▸ Text block
☆ ☆ ☆ ☆ ☆ ☆ ☆

# field dressing an elk?



## OPENCOUNTRY (Jan 25, 2009)

So i have a question for you elk hunters! I've never hunted elk, but i might buy an archery tag this year! my question is, what are our rules for proving the sex? do you just have to leave the nuts on one of the quarters and than it's fine? what about if i end up with a cow, than what do you have to do/leave on?.... Also those that shoot the cows, you usually take the head out too or do you leave it?

sorry! A *TON* of people will think that these are common sense questions, but i've never been so the only way to learn is by listening to those that have been!

Thanks in advance, hope my questions all made sense!


----------



## alpinebowman (Sep 24, 2007)

yep just leave the coin purse or a nipple attached to a hind quarter and you should be good.


----------



## bowhunt3r4l1f3 (Jan 12, 2011)

If you shoot a cow (or a bull for that matter) first thing you do is pop out the ivories and stick em in your pocket. After that you can start working. You don't need to keep the head on the cow if you don't want to. Some cow hunts do take the heads for testing but I have never seen that for the archery hunt.


----------



## OPENCOUNTRY (Jan 25, 2009)

so i just need to show proof on one of the quaters right?


----------



## Critter (Mar 20, 2010)

Yes, but if you shoot a bull you will need the antlers attached to the skull cap or head to prove he was a legal bull if you are hunting in a spike only area


----------



## OPENCOUNTRY (Jan 25, 2009)

Alright, thanks guys!.... Do any of you guys suggest NOT using the gutless method? It will be just me and 1 friend if that makes a difference!


----------



## holman927 (Sep 28, 2007)

☆ ☆ ☆ ☆ ☆ ☆ ☆

▸ Record set

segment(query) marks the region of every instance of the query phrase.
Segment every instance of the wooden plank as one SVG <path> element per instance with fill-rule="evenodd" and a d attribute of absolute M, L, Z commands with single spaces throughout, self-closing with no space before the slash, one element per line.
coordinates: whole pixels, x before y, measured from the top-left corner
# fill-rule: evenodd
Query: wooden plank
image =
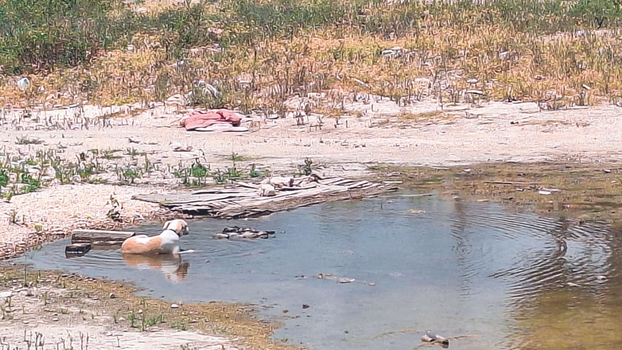
<path fill-rule="evenodd" d="M 134 235 L 128 231 L 104 231 L 103 230 L 73 230 L 72 243 L 93 243 L 94 242 L 123 242 Z"/>
<path fill-rule="evenodd" d="M 540 182 L 521 182 L 511 181 L 484 181 L 485 184 L 492 184 L 496 185 L 539 185 Z"/>

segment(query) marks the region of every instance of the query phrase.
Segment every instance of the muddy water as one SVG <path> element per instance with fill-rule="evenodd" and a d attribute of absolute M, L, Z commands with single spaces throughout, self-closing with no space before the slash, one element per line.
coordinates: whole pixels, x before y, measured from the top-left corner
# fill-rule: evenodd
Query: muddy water
<path fill-rule="evenodd" d="M 118 250 L 66 258 L 62 242 L 24 260 L 134 281 L 175 301 L 261 305 L 284 323 L 275 338 L 312 349 L 410 349 L 427 329 L 476 336 L 452 341 L 466 350 L 622 346 L 620 235 L 597 223 L 570 228 L 491 203 L 396 195 L 189 224 L 183 248 L 200 251 L 180 261 Z M 234 224 L 277 234 L 211 238 Z"/>

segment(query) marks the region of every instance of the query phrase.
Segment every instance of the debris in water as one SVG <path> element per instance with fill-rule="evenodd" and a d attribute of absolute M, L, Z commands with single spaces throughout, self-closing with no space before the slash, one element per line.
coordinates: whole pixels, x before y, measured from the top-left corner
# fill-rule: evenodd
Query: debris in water
<path fill-rule="evenodd" d="M 251 227 L 240 227 L 239 226 L 232 226 L 225 227 L 223 229 L 222 233 L 216 234 L 214 238 L 222 239 L 231 239 L 234 238 L 261 238 L 267 239 L 271 235 L 274 235 L 274 231 L 259 230 L 251 229 Z"/>
<path fill-rule="evenodd" d="M 432 333 L 432 331 L 425 331 L 425 334 L 421 336 L 421 341 L 440 344 L 443 348 L 449 348 L 449 339 Z"/>
<path fill-rule="evenodd" d="M 423 214 L 425 212 L 425 210 L 422 210 L 420 209 L 411 209 L 408 210 L 408 212 L 411 214 Z"/>
<path fill-rule="evenodd" d="M 91 245 L 89 243 L 74 243 L 65 247 L 65 255 L 81 257 L 91 250 Z"/>

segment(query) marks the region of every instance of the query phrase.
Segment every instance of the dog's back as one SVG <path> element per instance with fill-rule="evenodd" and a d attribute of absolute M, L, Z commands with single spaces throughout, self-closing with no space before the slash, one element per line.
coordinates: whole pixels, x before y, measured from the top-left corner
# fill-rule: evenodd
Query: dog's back
<path fill-rule="evenodd" d="M 159 235 L 153 237 L 146 235 L 134 236 L 123 241 L 121 251 L 129 254 L 159 254 L 163 252 L 162 240 Z"/>

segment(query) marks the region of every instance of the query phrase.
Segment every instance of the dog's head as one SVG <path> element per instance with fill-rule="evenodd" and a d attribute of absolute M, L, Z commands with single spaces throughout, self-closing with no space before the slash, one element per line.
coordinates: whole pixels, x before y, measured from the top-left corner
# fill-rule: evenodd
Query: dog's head
<path fill-rule="evenodd" d="M 188 230 L 188 223 L 185 220 L 175 219 L 169 220 L 164 223 L 163 230 L 172 230 L 177 234 L 177 235 L 182 237 L 187 235 L 190 231 Z"/>

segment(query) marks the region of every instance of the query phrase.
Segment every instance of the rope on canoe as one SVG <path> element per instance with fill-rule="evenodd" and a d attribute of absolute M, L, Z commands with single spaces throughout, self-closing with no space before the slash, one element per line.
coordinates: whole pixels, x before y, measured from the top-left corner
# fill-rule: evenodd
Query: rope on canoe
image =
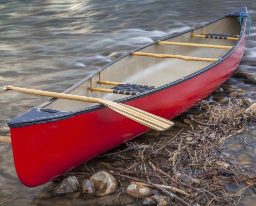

☆ ☆ ☆ ☆ ☆ ☆ ☆

▸ Problems to work on
a) In the elk field-dressing thread, what does bowhunt3r4l1f3 say to do first after shooting a cow?
b) Reproduce the passage of the elk field-dressing thread between "## bowhunt3r4l1f3 (Jan" and "the quaters right?", inclusive.

▸ Task-by-task solutions
a) Pop out the ivories and stick them in your pocket.

b)
## bowhunt3r4l1f3 (Jan 12, 2011)

If you shoot a cow (or a bull for that matter) first thing you do is pop out the ivories and stick em in your pocket. After that you can start working. You don't need to keep the head on the cow if you don't want to. Some cow hunts do take the heads for testing but I have never seen that for the archery hunt.


----------



## OPENCOUNTRY (Jan 25, 2009)

so i just need to show proof on one of the quaters right?